Work to be completed. Arrange the lines below as a numbered list, beginning with the first line and continuing through the line containing "Outline every instance of the black shoe.". Omit any blank lines.

— begin Exercise materials —

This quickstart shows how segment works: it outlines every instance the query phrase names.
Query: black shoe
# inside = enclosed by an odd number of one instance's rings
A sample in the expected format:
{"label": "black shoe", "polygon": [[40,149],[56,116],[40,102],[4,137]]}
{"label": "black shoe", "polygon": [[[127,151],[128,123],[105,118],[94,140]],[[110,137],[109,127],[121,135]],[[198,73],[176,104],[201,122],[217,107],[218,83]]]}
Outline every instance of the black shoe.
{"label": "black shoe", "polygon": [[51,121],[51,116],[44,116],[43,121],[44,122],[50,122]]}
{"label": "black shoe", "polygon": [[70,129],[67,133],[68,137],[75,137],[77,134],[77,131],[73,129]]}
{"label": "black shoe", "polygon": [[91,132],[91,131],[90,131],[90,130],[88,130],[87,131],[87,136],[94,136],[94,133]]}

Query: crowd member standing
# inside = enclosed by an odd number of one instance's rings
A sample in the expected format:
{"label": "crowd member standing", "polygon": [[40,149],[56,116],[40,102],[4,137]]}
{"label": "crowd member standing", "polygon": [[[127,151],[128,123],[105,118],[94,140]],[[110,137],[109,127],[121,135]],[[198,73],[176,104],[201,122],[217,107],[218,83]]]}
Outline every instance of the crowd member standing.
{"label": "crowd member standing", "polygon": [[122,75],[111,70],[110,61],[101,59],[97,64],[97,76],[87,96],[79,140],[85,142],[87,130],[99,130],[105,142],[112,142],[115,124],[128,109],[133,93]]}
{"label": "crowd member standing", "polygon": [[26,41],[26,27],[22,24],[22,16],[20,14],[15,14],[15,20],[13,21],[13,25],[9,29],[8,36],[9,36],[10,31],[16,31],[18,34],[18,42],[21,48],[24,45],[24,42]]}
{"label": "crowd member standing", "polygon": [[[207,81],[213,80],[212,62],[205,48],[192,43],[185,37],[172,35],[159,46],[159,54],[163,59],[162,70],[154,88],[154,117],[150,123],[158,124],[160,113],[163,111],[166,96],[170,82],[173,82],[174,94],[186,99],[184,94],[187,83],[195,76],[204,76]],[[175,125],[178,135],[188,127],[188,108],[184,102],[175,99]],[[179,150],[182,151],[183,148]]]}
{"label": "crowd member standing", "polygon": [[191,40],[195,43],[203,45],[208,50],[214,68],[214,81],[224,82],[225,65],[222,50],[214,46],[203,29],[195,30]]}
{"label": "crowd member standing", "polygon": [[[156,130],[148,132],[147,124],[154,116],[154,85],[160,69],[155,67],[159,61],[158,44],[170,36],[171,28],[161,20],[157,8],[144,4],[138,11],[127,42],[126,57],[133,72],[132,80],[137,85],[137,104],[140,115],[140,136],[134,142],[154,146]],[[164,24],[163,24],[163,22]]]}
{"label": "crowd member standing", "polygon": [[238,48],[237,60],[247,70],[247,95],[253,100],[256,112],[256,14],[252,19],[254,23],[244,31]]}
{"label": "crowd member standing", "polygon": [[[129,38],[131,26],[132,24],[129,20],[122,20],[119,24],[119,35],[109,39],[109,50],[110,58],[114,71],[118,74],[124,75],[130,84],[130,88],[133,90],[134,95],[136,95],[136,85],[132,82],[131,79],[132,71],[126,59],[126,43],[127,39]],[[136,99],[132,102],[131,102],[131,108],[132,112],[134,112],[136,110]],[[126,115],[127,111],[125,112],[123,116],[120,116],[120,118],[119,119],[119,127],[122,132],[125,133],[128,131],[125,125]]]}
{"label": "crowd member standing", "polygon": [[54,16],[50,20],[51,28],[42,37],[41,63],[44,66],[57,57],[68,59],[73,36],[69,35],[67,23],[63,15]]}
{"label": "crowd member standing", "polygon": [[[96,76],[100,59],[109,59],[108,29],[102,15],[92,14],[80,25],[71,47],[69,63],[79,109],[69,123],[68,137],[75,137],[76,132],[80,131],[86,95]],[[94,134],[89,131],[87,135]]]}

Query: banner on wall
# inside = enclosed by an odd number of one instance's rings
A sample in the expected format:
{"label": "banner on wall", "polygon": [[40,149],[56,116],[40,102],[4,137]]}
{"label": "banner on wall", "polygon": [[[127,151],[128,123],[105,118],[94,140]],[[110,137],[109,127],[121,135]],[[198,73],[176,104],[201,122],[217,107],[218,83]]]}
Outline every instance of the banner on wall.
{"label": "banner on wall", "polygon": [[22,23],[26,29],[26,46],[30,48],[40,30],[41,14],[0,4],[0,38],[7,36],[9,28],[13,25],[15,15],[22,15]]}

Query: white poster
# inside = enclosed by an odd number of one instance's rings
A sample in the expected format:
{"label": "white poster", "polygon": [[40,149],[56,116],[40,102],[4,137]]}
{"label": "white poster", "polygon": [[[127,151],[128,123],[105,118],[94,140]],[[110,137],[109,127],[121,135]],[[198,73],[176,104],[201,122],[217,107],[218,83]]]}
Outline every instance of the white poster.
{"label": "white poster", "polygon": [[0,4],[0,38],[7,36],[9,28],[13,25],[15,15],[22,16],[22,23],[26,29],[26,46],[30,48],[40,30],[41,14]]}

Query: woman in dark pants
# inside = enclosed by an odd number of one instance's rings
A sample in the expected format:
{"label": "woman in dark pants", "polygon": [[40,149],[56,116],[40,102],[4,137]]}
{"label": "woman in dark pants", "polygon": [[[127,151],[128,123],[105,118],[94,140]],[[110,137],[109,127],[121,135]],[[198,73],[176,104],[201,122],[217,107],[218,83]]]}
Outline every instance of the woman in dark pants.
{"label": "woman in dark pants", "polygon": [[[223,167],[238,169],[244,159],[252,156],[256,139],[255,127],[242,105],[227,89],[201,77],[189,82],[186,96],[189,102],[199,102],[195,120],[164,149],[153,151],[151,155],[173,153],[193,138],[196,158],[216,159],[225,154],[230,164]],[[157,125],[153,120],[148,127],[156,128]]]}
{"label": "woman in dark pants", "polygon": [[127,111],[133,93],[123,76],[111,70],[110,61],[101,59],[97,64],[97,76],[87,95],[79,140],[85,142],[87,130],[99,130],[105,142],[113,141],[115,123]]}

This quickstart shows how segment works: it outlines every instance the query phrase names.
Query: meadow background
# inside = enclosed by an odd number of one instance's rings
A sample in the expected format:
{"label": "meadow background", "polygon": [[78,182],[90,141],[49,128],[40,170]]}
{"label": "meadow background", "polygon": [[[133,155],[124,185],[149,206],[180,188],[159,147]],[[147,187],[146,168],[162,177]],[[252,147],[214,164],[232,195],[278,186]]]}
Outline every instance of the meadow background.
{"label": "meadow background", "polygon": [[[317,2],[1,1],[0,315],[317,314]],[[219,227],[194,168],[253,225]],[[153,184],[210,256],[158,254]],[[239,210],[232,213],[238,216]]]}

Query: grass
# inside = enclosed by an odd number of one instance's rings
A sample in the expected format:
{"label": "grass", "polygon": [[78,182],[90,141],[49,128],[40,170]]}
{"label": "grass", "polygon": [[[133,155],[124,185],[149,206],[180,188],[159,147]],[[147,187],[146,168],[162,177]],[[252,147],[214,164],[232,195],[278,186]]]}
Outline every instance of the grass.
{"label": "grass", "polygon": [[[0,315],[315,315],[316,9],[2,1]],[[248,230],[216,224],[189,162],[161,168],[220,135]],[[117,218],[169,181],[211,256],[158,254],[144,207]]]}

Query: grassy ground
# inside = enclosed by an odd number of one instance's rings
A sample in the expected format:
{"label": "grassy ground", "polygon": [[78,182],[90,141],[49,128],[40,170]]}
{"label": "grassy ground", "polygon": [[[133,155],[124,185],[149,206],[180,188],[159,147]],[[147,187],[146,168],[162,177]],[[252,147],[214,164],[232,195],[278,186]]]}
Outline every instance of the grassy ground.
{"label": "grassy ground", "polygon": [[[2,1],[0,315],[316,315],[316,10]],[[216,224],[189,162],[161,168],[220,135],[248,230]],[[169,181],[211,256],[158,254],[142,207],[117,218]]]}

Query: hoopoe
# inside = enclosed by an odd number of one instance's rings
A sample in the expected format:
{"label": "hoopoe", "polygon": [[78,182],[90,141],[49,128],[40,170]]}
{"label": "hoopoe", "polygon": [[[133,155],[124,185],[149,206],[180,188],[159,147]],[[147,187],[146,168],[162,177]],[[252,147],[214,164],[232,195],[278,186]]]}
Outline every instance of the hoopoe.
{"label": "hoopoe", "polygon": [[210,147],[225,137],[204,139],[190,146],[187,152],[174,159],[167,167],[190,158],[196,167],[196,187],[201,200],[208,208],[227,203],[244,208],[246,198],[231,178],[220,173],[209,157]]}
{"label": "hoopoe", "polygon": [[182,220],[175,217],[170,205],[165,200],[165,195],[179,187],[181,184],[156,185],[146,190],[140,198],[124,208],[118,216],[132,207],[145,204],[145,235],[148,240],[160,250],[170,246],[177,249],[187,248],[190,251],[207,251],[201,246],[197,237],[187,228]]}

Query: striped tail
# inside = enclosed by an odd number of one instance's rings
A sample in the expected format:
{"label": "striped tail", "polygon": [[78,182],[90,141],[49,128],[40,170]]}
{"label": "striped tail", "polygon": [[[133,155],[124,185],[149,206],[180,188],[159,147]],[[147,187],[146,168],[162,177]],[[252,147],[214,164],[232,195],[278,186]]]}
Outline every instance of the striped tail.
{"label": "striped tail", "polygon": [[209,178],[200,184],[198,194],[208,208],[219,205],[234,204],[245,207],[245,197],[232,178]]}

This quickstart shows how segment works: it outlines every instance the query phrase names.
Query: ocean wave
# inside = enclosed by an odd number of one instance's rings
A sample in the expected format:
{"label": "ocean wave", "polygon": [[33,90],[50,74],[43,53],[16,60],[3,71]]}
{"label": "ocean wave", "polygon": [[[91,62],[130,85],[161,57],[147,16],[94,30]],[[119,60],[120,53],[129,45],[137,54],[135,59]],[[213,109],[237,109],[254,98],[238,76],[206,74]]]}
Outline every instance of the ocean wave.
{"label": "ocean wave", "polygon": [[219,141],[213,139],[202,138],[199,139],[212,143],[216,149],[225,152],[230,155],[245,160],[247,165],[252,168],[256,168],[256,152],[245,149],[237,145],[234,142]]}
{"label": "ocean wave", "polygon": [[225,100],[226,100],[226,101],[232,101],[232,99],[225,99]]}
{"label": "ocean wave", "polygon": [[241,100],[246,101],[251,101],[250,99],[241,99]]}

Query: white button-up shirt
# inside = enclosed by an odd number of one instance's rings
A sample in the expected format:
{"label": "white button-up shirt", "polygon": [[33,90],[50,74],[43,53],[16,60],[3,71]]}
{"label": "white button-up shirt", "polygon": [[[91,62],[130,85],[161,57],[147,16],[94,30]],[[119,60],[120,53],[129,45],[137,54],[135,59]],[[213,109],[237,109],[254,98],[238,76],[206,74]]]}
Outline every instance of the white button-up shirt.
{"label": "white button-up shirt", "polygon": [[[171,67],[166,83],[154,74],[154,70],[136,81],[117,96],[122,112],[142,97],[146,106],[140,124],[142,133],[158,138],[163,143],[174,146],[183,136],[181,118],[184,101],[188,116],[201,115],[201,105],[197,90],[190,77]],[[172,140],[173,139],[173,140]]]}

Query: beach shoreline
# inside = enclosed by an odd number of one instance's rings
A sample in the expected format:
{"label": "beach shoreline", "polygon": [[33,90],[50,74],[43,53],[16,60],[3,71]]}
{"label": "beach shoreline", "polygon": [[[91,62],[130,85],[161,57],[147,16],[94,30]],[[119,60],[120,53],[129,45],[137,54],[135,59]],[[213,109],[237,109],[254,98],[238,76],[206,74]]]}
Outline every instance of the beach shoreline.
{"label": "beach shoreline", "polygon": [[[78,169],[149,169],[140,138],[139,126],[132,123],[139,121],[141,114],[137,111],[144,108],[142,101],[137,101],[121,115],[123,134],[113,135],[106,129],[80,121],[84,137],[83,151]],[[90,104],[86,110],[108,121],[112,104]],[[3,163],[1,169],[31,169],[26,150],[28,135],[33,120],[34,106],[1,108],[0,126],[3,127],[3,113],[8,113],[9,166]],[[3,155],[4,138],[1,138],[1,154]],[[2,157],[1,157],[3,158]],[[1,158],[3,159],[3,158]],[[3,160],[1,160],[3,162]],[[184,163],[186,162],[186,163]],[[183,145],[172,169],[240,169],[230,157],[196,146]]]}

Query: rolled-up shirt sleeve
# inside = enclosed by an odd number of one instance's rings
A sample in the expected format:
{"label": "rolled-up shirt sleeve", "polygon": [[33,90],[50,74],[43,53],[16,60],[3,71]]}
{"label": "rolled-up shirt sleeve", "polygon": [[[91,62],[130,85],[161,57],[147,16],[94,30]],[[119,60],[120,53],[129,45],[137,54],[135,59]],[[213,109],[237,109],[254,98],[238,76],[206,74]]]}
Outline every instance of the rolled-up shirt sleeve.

— end Exercise materials —

Problem solution.
1. This quickstart shows how segment works: it outlines every instance the query phrase names.
2. Query: black shoe
3. # inside = enclosed by an odd number of one instance's rings
4. A sample in the expected format:
5. {"label": "black shoe", "polygon": [[40,149],[56,116],[40,102],[4,137]]}
6. {"label": "black shoe", "polygon": [[[127,151],[128,123],[105,118],[94,140]],[[110,137],[109,127],[121,135]],[[198,73],[176,104],[201,122],[217,107],[218,83]]]}
7. Outline every instance of the black shoe.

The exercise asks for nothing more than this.